Research Overview of Project 3

Combination Inhibition of ERK for Pancreatic Cancer Treatment

The KRAS oncogene is mutated in ~95% of pancreatic ductal adenocarcinoma (PDAC). There is considerable experimental evidence that continued expression of mutant KRAS is essential for PDAC maintenance. It is generally accepted that an effective anti-KRas therapy will have a significant impact on pancreatic cancer, with inhibition of KRAS effector signaling considered the most promising direction for advancement to the clinic. In particular, considerable effort and interest is now focused on inhibitors of the Raf-MEK-ERK mitogen-activated protein kinase (MAPK) cascade.

Project 3
Project 3: Inhibitors of the Raf-MEK-ERK protein kinase cascade. A, Inhibitors of the Raf-MEK-ERK protein kinase cascade. Shown are inhibitors of each step of the cascade that are currently under clinical evaluation as compiled from Representative ERK substrates that will be used as biomarkers to monitor the effect of BVD-523 on ERK signaling are shown. B, Raf inhibitors cause the paradoxical activation of ERK in RAS-mutant cancer cells. C, Mechanisms that drive de novo or acquired resistance to MEK inhibitors. Multiple resistance mechanisms (*) can cause reactivation of ERK downstream from the inhibitor block point have been identified. ERK-independent mechanisms (e.g., the activation of phosphoinositide 3-kinase/AKT serine/threonine kinase/mammalian target of rapamycin signaling) can also overcome the dependency of cancer cells on ERK. D, BVD-523 structure. BVD-523 is a highly potent (ERK1 Ki, <300 pM; ERK2 Ki = 40 pM) and selective (> 1,000-fold vs. CDK1, CDK2, CDK5, CDK6, GSK3B; >10,000-fold vs. 70 other kinases) ATP-competitive protein kinase inhibitor.

However, Raf and MEK inhibitors have shown limited-to-no efficacy in RAS-mutant cancers, due primarily to cancer cell adaptation and ERK reactivation to overcome the inhibitor action. These findings have prompted the development of ERK inhibitors, with four inhibitors recently entering clinical evaluation. Among them, BVD-523, a small molecule that targets ERK1 and ERK2 in the sub-nanomolar range, is the leading compound entering oncology clinical trials (NCT01781429). The innovation of our studies is our focus on a first-in-class direct inhibitor of ERK and applying unbiased genetic and chemical library screens to identify combination therapies to overcome limitations for its use for PDAC.

Project 3 includes four aims to advance the clinical development of BVD-523 for PDAC treatment:

Aim 1: Clinically evaluate BVD-523 anti-tumor activity and biomarkers of response in patients with PDAC

Aim 2: Identify molecular mechanisms for acquired resistance to BVD-523 in KRAS-mutant PDAC

Aim 3: Identify combination inhibitor approaches that overcome de novo resistance and render BVD-523 treatment cytotoxic

Aim 4: Assess combination inhibitor strategies with BVD-523 for anti-tumor activity in state-of-the-art organoid culture and mouse models of pancreatic cancer

Project 3’s goal is to identify combinations that overcome de novo and acquired resistance, as well as cytostatic and transient responses and normal tissue toxicity, for future clinical evaluation. When completed, our study will have identified predictive biomarkers for ERK treatment response, allowing us to identify the most effective ERK combinations to be tested in clinical studies.

LISTED RECORDS:
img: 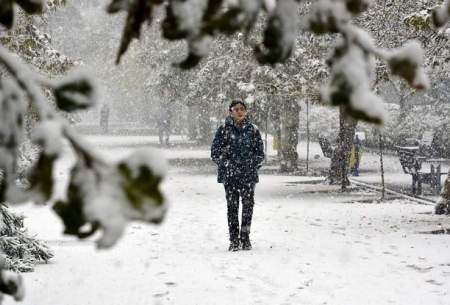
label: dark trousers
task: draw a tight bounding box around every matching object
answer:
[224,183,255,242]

* * *

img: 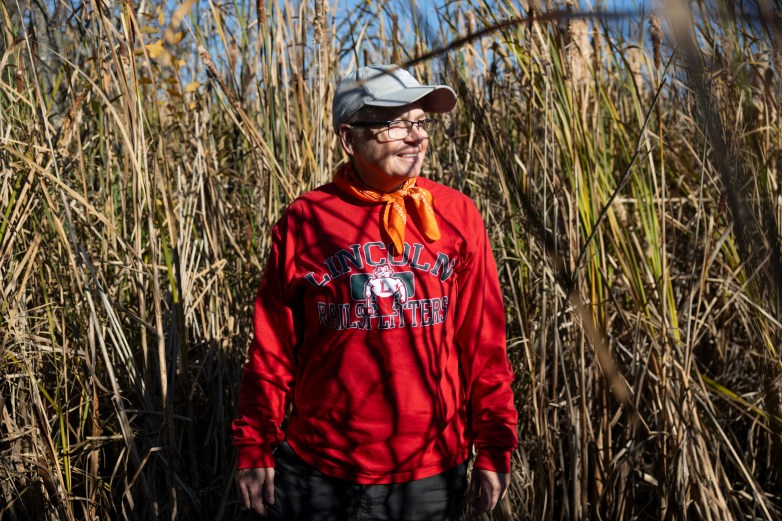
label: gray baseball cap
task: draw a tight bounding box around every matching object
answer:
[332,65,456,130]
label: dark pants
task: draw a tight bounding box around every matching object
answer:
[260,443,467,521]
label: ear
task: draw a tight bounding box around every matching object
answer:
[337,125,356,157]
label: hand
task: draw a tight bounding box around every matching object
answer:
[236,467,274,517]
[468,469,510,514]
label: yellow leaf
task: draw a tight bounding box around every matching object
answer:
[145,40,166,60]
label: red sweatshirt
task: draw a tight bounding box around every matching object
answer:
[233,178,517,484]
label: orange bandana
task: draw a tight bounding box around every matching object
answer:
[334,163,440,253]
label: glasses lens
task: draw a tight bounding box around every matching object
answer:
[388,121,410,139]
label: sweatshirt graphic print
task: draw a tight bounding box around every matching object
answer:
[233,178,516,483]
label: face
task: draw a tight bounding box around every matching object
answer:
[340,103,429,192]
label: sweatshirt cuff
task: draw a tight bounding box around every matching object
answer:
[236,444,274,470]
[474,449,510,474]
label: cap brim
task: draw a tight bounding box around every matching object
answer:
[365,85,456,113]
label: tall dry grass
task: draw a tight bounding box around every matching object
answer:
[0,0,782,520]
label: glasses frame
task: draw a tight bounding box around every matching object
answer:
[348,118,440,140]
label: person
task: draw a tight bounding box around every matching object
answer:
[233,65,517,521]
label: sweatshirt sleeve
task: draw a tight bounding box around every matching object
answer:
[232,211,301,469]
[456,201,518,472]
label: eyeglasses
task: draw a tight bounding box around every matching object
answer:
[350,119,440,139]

WHAT YOU NEED TO DO:
Rewrite the research overview from "Aim 2: Identify" to "in clinical studies.", switching "organoid" to "spheroid". The records have nothing to do with the research overview.

EXPECTED ANSWER:
Aim 2: Identify molecular mechanisms for acquired resistance to BVD-523 in KRAS-mutant PDAC

Aim 3: Identify combination inhibitor approaches that overcome de novo resistance and render BVD-523 treatment cytotoxic

Aim 4: Assess combination inhibitor strategies with BVD-523 for anti-tumor activity in state-of-the-art spheroid culture and mouse models of pancreatic cancer

Project 3’s goal is to identify combinations that overcome de novo and acquired resistance, as well as cytostatic and transient responses and normal tissue toxicity, for future clinical evaluation. When completed, our study will have identified predictive biomarkers for ERK treatment response, allowing us to identify the most effective ERK combinations to be tested in clinical studies.